====== Supplied passage
He cites The Fourth Seal by Samuel Hoare, a study by the British Secret Service of the czarist spy networks, compiled in 1916 and 1917 during the British mission in Russia. Mr. Hoare had described how each department in the czarist regime had its own spy apparatus, each spending a lot of its time spying on the others. Most of the editions of the work had been bought by the British Secret Service, embarrassed by the indiscretions, violative of their code of secrecy, and was, by 1948, nearly impossible any longer to obtain. The fact pointed out that the most successful Secret Service in the world believed the spy business to be strictly professional. It was a lesson, he concludes, which American officials needed to learn.

Stewart Alsop tells of a Russian engineer, Gregory Klimov, who had written to Mr. Alsop regarding his experience as a defector to the American sector of Germany in early 1947. He was willing to act as an intermediary to obtain valuable intelligence information from Marshal Sokolovsky's headquarters. But the only interest shown by American intelligence was to interview him to insure that he was not a spy.

Such was the experience of thousands of Russian refugees, professors, doctors, intellectuals, generals, and former MVD officials, each of whom could be of enormous assistance to the U.S. in intelligence gathering, but were going to waste.

The first objective was to find about a half dozen very qualified men with a thorough knowledge of Russia and the Russian language, who could go to Germany to interview these refugees to obtain their information. The second objective was to establish an institute for Russian studies to utilize this reservoir of Soviet intellectual talent to teach of Russia.

A letter writer suggests that a broadcast on ABC radio by Dr. George S. Benton, president of Harding College in Searcy, Arkansas, had presented a cogent argument against Federal aid to education, in contrast to the support given the aid by Dr. Frank Porter Graham, president of UNC.
============
====== Given data
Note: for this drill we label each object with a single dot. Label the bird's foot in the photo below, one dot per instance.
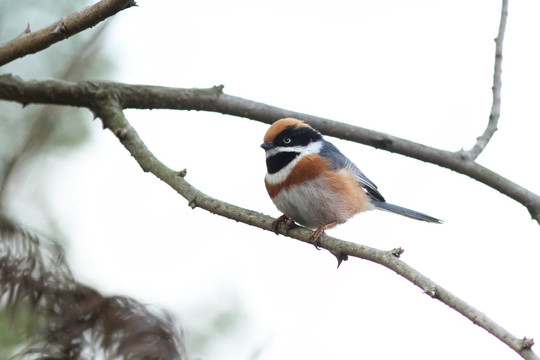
(283, 219)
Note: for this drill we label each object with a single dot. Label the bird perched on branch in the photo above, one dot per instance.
(311, 182)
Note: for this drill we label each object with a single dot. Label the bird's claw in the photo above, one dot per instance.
(283, 219)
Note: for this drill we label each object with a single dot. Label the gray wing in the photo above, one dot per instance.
(340, 161)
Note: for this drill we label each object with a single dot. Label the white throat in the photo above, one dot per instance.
(281, 175)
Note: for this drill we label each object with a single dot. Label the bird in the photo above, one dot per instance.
(313, 184)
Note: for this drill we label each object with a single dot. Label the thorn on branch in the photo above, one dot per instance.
(182, 173)
(397, 252)
(121, 133)
(527, 343)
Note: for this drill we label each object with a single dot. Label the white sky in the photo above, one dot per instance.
(421, 70)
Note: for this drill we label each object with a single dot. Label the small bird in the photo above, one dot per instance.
(311, 182)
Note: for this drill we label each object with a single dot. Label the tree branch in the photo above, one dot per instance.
(86, 94)
(111, 113)
(31, 42)
(483, 140)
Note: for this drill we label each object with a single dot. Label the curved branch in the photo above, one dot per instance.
(86, 94)
(483, 140)
(111, 113)
(31, 42)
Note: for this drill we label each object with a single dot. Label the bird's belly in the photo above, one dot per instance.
(319, 202)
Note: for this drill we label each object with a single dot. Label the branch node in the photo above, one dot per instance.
(397, 252)
(60, 29)
(527, 343)
(218, 89)
(193, 203)
(432, 292)
(27, 30)
(384, 142)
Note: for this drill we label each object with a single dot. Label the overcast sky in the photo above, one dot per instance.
(421, 70)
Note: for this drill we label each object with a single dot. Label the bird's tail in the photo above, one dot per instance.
(404, 211)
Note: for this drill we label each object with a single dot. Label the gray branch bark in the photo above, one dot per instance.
(111, 113)
(87, 94)
(30, 42)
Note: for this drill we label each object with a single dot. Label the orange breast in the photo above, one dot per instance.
(308, 168)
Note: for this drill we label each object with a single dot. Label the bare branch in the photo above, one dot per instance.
(87, 94)
(45, 123)
(31, 42)
(483, 140)
(110, 111)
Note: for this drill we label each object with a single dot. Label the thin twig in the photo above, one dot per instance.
(85, 94)
(31, 42)
(45, 122)
(483, 140)
(110, 111)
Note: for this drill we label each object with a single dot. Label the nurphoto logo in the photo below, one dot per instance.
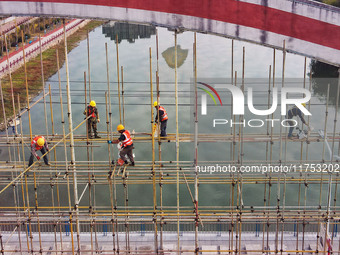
(238, 103)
============
*Set task:* In the passage above on spying and Russian refugees, start at the words "Stewart Alsop tells" and end after "was not a spy.". Give that span again word for word.

*Solved problem:*
Stewart Alsop tells of a Russian engineer, Gregory Klimov, who had written to Mr. Alsop regarding his experience as a defector to the American sector of Germany in early 1947. He was willing to act as an intermediary to obtain valuable intelligence information from Marshal Sokolovsky's headquarters. But the only interest shown by American intelligence was to interview him to insure that he was not a spy.